Position annotation records —

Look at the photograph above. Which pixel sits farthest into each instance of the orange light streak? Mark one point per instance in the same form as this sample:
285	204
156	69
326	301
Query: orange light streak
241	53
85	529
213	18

DESCRIPTION OF THE TASK —
Give the items above again, word for word and line by line, with nothing changed.

RESPONSE BELOW —
Look at the photograph above. Which pixel sits farthest into each instance of the orange light streak? Mark one point per instance in the same form as this sample:
285	204
156	69
326	301
Query: orange light streak
241	53
85	529
213	18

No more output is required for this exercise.